## TASK STATEMENT
Copy out only the span from the line with "Target: woman's hand" to the end of the data, both ends kept, word for word.

(Items listed in a dataset)
-*-*-
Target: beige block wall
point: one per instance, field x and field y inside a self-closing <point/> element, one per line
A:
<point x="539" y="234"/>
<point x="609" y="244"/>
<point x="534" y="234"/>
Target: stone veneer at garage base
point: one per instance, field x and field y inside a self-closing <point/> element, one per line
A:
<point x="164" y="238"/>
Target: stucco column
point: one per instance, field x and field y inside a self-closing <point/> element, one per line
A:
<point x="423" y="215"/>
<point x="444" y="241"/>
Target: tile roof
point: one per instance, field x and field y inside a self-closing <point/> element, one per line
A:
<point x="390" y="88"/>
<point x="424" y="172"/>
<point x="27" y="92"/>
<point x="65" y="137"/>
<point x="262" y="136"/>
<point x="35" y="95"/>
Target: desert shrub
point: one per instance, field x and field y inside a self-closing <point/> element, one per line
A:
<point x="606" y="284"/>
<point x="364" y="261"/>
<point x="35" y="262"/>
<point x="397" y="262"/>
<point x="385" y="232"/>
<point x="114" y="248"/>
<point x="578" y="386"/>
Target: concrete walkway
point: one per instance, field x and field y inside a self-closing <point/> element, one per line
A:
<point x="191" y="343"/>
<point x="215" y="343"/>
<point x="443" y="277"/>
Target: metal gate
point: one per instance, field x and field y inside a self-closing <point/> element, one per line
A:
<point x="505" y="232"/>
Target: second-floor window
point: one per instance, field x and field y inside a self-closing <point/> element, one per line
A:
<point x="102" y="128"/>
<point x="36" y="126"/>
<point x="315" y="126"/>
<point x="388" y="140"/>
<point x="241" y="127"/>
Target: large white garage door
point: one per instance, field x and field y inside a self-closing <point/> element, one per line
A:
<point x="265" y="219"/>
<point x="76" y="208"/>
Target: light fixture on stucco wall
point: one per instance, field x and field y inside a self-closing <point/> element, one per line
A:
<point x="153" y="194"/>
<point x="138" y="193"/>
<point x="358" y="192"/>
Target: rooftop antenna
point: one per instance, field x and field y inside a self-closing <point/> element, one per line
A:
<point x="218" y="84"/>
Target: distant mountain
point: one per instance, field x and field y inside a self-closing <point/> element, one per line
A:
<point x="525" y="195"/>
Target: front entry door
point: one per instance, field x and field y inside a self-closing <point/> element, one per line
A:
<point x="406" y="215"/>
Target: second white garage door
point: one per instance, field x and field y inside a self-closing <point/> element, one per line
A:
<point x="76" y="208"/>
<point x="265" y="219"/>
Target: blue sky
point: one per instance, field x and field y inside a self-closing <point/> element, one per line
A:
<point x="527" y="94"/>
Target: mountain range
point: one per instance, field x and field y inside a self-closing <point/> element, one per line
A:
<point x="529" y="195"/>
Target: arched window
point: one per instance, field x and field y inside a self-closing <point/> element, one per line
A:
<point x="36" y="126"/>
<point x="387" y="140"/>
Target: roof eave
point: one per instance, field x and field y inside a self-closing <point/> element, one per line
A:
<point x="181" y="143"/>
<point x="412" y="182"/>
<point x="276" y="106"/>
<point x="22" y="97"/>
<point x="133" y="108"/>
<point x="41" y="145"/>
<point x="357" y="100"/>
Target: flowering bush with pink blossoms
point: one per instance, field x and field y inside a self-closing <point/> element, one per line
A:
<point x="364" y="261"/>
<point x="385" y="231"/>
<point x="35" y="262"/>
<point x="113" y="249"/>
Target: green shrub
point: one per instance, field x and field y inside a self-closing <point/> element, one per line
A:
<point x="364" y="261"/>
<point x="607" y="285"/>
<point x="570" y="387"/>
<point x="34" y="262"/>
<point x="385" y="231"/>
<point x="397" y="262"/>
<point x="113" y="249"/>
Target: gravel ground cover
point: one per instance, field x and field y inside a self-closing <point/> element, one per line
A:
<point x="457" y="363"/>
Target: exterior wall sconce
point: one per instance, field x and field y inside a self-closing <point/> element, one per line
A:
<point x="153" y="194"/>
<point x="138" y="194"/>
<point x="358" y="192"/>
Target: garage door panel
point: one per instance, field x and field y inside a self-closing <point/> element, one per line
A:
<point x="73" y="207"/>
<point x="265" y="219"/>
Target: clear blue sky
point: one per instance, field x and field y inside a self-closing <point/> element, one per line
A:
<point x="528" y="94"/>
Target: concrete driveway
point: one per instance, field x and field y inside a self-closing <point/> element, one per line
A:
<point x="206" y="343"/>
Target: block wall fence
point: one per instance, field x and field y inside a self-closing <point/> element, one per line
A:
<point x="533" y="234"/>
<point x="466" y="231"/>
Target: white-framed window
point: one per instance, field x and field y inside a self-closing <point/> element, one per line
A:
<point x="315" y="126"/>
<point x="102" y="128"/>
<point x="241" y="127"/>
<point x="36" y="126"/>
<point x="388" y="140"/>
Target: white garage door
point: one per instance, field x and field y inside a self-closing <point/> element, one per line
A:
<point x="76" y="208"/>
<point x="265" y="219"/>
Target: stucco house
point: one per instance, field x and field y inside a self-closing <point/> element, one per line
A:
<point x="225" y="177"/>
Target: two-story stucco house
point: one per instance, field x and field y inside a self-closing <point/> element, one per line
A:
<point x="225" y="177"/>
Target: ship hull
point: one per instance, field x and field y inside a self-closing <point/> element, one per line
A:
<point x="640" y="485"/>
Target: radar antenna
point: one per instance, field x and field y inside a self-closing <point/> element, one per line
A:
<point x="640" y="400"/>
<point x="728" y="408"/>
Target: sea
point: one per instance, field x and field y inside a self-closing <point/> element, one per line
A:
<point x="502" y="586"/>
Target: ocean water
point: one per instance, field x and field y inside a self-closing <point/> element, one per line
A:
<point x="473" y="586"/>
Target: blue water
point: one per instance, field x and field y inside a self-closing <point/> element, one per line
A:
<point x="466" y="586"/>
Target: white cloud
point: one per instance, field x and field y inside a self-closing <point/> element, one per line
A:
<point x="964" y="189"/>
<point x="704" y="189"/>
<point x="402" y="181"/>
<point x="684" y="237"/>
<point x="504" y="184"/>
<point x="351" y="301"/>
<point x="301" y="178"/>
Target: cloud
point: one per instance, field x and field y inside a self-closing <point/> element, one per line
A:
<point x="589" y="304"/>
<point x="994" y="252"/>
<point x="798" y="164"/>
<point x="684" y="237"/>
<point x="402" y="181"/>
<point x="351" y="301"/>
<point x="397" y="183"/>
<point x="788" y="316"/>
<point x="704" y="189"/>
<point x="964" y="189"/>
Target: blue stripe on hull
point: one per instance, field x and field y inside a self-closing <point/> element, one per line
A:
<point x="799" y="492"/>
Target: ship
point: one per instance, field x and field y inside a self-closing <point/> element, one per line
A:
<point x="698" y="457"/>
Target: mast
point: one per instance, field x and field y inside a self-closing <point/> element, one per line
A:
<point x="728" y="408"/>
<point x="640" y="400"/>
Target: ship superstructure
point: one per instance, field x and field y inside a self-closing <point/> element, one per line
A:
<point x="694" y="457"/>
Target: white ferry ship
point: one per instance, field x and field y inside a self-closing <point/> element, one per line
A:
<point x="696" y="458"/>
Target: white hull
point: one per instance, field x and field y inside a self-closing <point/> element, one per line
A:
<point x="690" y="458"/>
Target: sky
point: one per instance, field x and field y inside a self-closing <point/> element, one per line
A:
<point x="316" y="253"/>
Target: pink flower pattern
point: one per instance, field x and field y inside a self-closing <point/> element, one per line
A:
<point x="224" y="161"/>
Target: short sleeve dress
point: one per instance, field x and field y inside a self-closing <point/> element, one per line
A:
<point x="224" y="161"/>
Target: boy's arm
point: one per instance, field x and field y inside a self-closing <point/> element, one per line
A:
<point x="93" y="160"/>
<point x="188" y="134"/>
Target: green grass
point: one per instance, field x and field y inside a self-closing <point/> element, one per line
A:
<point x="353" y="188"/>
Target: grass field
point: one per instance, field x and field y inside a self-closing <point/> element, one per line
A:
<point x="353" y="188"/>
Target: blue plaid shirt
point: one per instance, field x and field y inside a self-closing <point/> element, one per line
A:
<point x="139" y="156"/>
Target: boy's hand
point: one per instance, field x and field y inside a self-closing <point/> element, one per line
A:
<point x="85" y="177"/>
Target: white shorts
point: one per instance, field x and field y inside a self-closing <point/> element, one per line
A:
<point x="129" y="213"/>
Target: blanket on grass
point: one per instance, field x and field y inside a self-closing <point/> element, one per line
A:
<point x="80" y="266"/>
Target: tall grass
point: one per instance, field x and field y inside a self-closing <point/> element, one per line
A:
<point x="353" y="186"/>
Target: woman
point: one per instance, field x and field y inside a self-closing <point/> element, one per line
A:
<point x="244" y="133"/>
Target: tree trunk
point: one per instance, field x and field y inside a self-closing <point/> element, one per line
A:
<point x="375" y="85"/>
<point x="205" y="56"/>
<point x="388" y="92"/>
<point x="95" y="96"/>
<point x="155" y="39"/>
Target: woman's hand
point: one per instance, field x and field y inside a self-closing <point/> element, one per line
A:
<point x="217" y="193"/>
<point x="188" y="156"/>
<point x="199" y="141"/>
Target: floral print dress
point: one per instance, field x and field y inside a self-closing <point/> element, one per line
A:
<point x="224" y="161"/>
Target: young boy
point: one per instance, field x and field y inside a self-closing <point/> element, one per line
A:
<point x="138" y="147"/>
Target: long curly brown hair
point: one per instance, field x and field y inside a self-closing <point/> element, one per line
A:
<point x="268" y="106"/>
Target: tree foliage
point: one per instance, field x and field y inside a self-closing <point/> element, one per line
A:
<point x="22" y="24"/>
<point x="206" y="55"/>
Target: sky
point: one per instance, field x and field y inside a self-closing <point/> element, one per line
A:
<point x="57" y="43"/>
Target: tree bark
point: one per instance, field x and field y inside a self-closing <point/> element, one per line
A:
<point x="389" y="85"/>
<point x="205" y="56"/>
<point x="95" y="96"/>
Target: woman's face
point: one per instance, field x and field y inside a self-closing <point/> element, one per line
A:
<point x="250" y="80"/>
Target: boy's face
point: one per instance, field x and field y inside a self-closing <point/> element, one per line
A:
-*-*-
## EXERCISE SOLUTION
Target: woman's hand
point: one per instance, field x and field y inside a self-closing <point/> element, one per line
A:
<point x="217" y="193"/>
<point x="188" y="156"/>
<point x="199" y="141"/>
Target: floral print dress
point: one per instance, field x and field y inside a self-closing <point/> element, one per line
A:
<point x="224" y="161"/>
Target: young boy
point: one per instance, field x and field y inside a self-closing <point/> element, one per line
A:
<point x="138" y="147"/>
Target: long curly brown hair
point: one per instance, field x and field y inside a self-closing <point/> element, one per line
A:
<point x="268" y="106"/>
Target: tree foliage
point: one per instance, field x and field y inside a self-closing <point/> element, one per line
A:
<point x="22" y="24"/>
<point x="206" y="55"/>
Target: sky
point: one per instance, field x and field y inside a self-closing <point/> element, one per line
A:
<point x="57" y="43"/>
Target: tree bark
point: one per instance, field x and field y inside a self-closing <point/> element, one per line
A:
<point x="389" y="85"/>
<point x="205" y="56"/>
<point x="95" y="96"/>
Target: woman's face
point: one per instance, field x and field y inside a self-closing <point/> element, one per line
A:
<point x="250" y="80"/>
Target: boy's face
point: one per instance, field x and field y inside a self-closing <point/> element, one per line
A:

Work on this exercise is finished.